Render the stretch of entries below, from the line containing "Can you spot the yellow" through the line containing "x=480, y=996", as a JSON list of strings, with one string per line and no blank lines.

— START EXTRACTED DATA —

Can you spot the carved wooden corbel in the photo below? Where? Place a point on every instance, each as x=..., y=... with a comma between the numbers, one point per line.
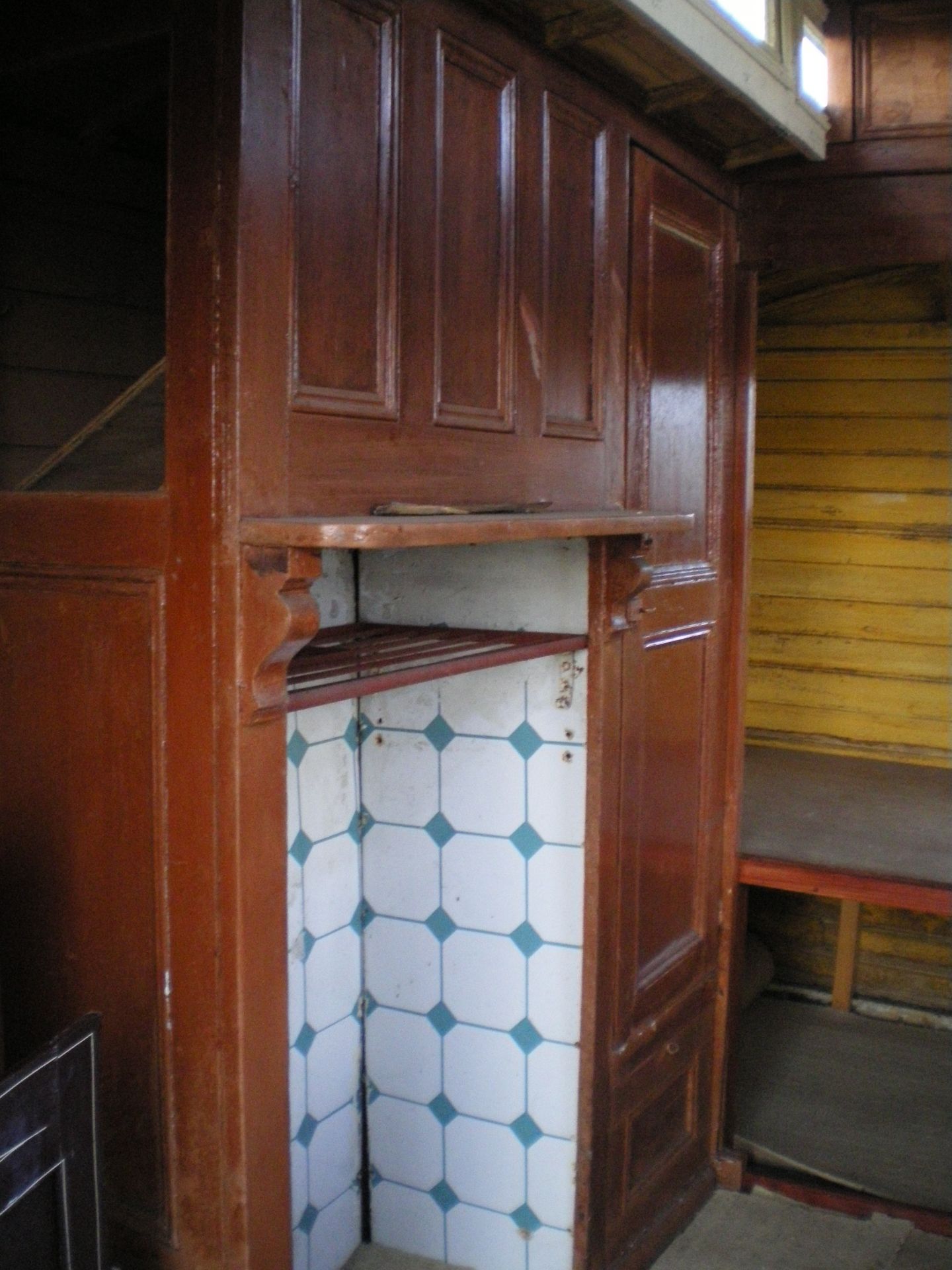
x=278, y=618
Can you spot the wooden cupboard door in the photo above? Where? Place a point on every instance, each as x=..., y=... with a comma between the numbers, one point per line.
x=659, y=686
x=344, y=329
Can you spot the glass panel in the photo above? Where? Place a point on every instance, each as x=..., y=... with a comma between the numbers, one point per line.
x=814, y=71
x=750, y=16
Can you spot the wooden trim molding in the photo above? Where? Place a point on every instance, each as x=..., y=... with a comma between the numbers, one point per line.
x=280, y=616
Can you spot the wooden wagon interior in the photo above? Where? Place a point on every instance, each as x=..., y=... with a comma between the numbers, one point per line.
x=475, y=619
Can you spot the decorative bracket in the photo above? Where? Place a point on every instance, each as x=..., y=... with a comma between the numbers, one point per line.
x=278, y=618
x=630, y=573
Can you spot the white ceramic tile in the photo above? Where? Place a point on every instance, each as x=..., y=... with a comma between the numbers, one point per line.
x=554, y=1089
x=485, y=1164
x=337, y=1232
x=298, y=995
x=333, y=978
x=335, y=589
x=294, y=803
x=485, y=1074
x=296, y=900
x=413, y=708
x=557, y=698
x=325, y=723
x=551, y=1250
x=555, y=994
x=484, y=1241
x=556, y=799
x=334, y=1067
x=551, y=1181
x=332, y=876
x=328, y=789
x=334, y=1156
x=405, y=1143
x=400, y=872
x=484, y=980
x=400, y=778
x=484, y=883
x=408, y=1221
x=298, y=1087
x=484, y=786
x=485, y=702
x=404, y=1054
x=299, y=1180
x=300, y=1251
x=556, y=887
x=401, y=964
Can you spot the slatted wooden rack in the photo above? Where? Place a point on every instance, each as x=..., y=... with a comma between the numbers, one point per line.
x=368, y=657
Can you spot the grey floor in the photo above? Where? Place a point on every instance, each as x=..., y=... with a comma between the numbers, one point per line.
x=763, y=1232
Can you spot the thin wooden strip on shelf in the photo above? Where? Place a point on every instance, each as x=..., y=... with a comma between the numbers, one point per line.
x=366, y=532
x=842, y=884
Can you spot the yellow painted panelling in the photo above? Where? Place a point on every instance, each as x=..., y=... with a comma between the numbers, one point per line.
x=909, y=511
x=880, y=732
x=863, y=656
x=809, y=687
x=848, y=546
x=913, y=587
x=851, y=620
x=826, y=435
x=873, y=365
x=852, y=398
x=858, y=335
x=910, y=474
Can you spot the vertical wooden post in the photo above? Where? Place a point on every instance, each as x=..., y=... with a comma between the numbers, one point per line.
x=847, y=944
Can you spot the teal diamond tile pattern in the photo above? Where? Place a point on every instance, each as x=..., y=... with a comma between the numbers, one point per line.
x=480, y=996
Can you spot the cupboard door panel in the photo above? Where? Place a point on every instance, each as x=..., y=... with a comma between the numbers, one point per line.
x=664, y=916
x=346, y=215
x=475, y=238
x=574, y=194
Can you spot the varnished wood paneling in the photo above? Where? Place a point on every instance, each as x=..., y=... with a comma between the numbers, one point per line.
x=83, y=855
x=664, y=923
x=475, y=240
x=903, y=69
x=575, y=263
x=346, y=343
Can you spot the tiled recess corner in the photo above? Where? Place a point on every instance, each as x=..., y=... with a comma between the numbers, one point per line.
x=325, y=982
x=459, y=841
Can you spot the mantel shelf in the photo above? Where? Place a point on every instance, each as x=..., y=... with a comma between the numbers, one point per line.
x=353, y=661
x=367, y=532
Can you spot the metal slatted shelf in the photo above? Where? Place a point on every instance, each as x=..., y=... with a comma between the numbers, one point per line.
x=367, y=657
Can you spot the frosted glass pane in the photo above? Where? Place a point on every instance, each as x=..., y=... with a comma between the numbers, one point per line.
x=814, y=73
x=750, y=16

— END EXTRACTED DATA —

• ANSWER TO THE EXERCISE
[
  "Can you spot the yellow painted panelling in the photo above? Where? Place a point on every instance, each as x=..., y=... with a comma between the numbers, one point per line.",
  "x=909, y=511",
  "x=880, y=732",
  "x=863, y=656",
  "x=809, y=687",
  "x=848, y=546",
  "x=913, y=587",
  "x=851, y=620",
  "x=826, y=435",
  "x=873, y=365",
  "x=852, y=398",
  "x=858, y=335",
  "x=910, y=474",
  "Can you spot the vertical wooden post in the photo above? Where? Place a point on every instance, each as x=..., y=... with a comma between the numbers, one point per line.",
  "x=847, y=944",
  "Can you spot the teal diamond tile pattern in the photo above? Where? Place a point on every instance, each as x=..., y=... with a comma between the numbers, one point per line.",
  "x=480, y=996"
]